# Activity:
Take every line from the data that has the word "paper" in it.
··· Input ···
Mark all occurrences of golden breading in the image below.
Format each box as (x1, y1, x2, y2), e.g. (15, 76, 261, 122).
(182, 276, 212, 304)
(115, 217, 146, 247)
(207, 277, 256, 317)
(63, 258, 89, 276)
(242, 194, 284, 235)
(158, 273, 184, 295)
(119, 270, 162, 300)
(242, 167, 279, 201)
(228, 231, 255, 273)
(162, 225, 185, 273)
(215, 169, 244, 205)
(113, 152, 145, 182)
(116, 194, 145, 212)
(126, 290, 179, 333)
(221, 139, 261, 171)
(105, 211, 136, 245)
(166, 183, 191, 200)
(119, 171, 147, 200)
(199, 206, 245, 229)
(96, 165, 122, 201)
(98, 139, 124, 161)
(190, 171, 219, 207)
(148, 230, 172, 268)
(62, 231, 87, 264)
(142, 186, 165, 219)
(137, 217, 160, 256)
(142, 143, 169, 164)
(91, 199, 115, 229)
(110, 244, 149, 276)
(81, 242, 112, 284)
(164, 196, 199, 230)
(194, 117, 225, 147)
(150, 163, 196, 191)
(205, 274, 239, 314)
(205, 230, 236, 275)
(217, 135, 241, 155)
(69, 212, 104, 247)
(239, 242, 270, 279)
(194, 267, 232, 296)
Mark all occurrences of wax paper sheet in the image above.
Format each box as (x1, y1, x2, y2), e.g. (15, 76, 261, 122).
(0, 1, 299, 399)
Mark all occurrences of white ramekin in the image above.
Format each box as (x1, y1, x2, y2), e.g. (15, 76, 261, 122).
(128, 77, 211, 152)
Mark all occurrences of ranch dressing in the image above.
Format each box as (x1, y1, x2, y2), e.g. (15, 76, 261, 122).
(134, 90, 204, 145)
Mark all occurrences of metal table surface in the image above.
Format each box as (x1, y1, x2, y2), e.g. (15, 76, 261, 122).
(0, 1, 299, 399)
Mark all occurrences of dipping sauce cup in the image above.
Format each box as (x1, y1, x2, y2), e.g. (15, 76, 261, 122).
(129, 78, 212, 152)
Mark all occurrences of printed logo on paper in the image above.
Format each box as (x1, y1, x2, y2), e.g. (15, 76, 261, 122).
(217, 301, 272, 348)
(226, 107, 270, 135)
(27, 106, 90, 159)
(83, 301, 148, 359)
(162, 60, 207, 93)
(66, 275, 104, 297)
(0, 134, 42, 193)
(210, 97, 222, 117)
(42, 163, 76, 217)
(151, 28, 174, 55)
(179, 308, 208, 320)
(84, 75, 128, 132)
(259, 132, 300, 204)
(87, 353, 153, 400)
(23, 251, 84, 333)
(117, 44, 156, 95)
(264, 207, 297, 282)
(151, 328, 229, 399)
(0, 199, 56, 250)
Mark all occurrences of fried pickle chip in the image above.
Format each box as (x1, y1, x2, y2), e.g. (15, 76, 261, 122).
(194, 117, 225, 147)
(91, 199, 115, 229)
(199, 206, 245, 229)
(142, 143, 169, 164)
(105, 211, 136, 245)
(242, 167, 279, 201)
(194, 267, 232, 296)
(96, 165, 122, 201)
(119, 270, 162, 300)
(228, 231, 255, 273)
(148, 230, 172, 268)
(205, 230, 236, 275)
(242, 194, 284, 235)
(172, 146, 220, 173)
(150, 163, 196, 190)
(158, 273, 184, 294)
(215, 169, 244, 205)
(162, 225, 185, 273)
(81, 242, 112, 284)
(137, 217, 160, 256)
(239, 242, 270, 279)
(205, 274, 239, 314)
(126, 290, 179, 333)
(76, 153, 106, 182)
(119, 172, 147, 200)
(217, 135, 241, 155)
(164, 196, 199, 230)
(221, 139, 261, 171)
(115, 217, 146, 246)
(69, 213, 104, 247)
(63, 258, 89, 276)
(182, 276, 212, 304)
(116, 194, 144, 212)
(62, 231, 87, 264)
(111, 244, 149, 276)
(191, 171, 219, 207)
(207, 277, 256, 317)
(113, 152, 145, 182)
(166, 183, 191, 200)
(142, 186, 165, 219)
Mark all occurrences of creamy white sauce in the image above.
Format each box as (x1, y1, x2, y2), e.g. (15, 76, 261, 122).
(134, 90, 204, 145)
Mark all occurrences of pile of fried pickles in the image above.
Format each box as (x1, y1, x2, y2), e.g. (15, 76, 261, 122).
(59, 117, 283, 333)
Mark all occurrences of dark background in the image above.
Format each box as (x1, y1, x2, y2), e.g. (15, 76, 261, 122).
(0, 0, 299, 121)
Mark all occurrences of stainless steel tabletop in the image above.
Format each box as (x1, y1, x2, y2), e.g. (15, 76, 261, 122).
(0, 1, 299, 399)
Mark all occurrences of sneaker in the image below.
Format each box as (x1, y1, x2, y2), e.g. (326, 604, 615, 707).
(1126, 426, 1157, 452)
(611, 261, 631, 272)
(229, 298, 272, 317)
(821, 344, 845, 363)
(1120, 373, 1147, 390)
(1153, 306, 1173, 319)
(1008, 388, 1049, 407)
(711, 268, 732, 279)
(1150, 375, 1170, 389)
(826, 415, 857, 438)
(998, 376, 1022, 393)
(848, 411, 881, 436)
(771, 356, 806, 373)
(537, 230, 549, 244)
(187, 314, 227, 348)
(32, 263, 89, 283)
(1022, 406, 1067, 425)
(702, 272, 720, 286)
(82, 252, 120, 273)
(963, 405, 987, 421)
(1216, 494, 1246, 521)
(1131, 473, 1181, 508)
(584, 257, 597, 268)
···
# Result of this exercise:
Mark all occurrences of wax paper sheet in the image above.
Mark all occurrences of printed logo on paper in the image above.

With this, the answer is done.